• The exercise
Could you copy out the data below line for line, changing nothing?

A block of data:
● ● ●
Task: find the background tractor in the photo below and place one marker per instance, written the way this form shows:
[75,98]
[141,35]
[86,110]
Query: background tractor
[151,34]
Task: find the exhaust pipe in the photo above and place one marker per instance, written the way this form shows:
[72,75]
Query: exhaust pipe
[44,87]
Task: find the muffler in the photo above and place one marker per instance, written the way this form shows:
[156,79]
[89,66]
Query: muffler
● ● ●
• Task solution
Task: find the background tractor in the photo below and place one marker per instance, written the way this form shows:
[75,98]
[141,35]
[86,110]
Query: background tractor
[151,34]
Task: find the exhaust pipe in the photo above and place one marker per instance, written the way this form shows:
[72,75]
Query: exhaust pipe
[44,87]
Task: find the muffler in the photo above and place one marker per instance, written the way this form shows:
[156,79]
[89,66]
Query: muffler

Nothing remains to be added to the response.